* _TASK STATEMENT_
Gather every line in the records below that contains the string "pixel".

* _EXCERPTED RECORDS_

************

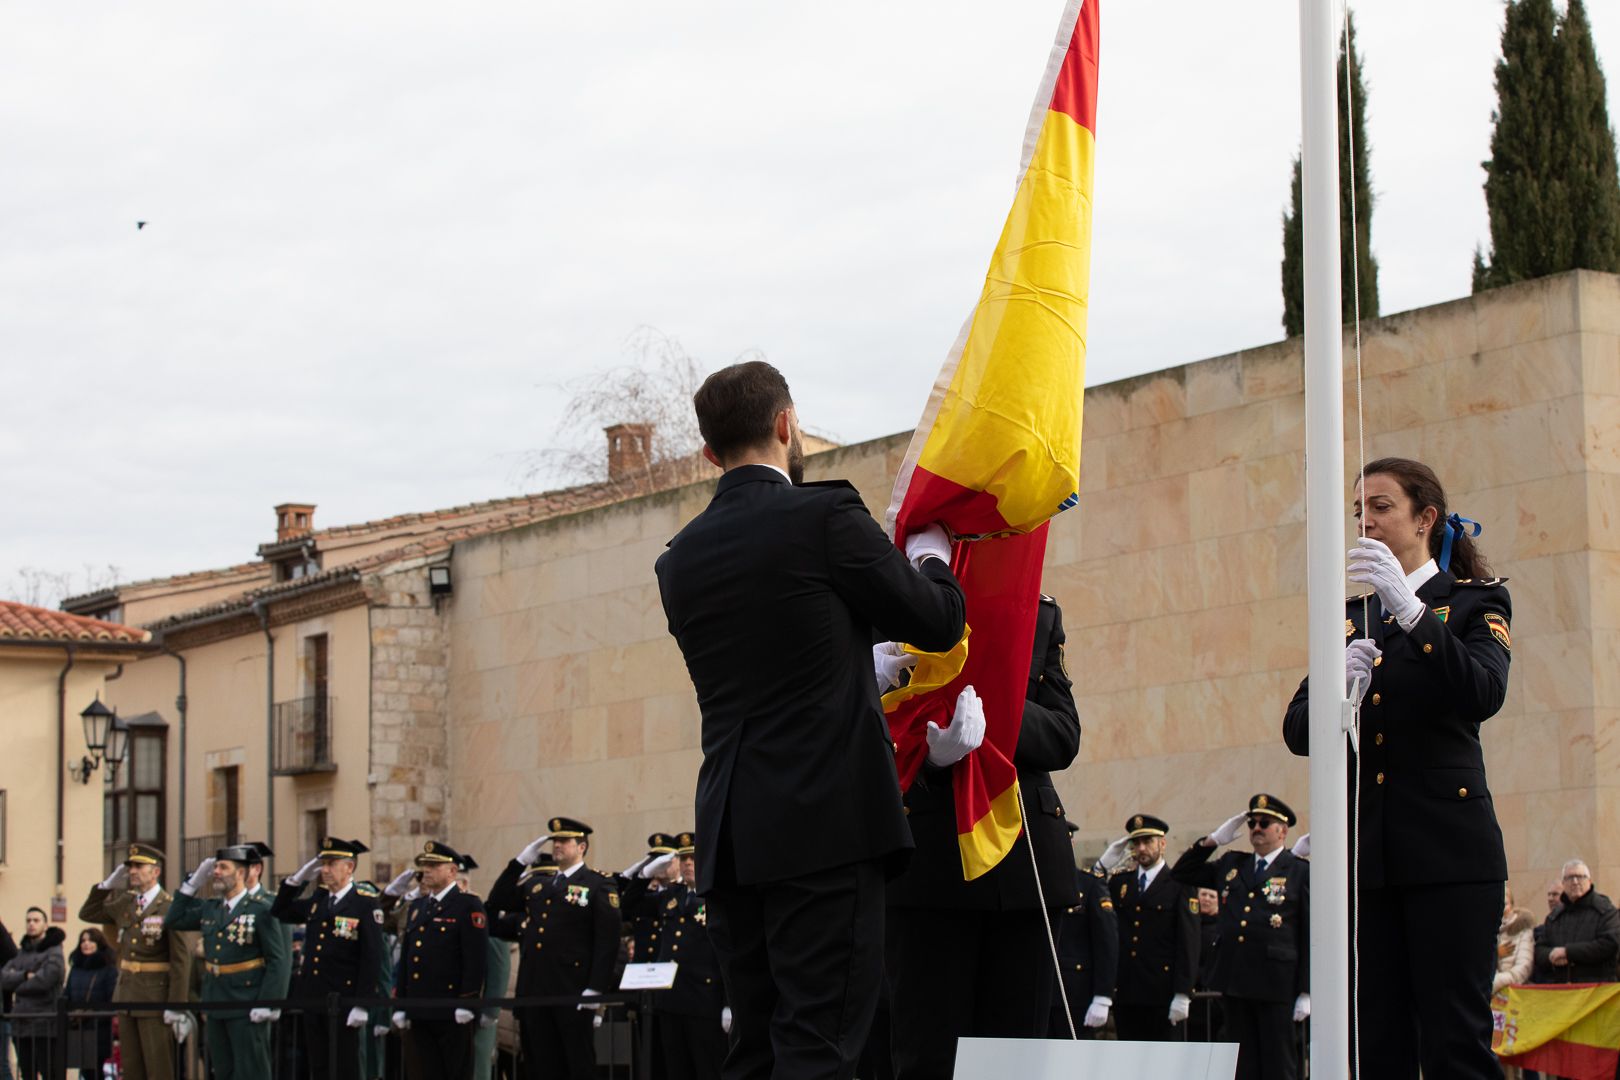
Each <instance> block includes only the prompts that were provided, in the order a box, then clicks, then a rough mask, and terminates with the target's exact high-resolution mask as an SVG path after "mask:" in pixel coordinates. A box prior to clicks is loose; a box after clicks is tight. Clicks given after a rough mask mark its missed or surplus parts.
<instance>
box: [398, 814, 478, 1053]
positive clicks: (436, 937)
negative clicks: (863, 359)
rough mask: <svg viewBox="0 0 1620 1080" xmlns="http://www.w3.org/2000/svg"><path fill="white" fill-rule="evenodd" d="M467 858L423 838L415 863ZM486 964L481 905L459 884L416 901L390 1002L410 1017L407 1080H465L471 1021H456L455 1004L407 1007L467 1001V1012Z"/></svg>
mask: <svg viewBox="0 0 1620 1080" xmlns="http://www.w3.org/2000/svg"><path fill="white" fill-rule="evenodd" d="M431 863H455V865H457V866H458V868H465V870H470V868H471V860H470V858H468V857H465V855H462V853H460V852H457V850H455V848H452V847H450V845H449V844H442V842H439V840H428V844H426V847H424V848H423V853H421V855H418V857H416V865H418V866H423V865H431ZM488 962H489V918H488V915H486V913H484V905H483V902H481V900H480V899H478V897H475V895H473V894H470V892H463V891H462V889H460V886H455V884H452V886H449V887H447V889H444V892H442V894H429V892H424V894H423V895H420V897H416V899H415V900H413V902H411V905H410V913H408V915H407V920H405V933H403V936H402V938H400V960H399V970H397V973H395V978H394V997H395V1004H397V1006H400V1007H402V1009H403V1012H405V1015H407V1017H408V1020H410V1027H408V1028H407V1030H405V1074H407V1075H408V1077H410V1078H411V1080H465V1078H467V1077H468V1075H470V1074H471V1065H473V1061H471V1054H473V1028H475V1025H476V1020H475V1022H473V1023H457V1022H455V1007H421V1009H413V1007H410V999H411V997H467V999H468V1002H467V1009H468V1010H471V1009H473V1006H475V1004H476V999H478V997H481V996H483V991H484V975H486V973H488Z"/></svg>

************

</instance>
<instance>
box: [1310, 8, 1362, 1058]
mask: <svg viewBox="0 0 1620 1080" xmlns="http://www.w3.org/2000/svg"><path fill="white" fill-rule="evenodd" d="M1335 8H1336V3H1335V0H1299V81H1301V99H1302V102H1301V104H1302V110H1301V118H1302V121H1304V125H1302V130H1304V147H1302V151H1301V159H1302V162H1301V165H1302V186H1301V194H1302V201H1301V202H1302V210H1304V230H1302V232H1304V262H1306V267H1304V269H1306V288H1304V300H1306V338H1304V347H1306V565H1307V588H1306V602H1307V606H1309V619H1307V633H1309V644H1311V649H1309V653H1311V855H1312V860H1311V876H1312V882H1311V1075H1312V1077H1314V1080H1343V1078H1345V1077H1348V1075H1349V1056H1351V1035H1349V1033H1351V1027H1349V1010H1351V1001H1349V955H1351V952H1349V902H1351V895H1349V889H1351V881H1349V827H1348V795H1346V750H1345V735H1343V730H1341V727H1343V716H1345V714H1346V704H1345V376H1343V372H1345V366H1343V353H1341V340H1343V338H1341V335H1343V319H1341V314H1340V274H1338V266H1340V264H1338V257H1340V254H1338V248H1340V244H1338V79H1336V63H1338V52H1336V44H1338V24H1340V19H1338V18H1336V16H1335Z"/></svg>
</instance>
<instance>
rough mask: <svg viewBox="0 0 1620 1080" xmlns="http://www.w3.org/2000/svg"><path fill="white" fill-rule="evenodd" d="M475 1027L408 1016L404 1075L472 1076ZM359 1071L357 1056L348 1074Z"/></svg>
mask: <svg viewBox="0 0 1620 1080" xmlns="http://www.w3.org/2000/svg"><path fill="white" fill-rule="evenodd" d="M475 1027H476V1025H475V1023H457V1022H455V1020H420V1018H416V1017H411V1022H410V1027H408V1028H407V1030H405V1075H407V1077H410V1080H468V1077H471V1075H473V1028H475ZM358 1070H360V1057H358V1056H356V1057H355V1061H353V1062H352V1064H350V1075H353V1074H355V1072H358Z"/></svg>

************

* _YOUR RESPONSE_
Each <instance> block includes only the prompts that were provided, in the order a box, then clicks, then a rough mask, and terminates with the target's exact high-resolution mask as an SVG path after "mask:" in pixel coordinates. A box prior to clicks is loose; a box after clicks is tight. Clicks given after a rough mask mark its missed or surplus parts.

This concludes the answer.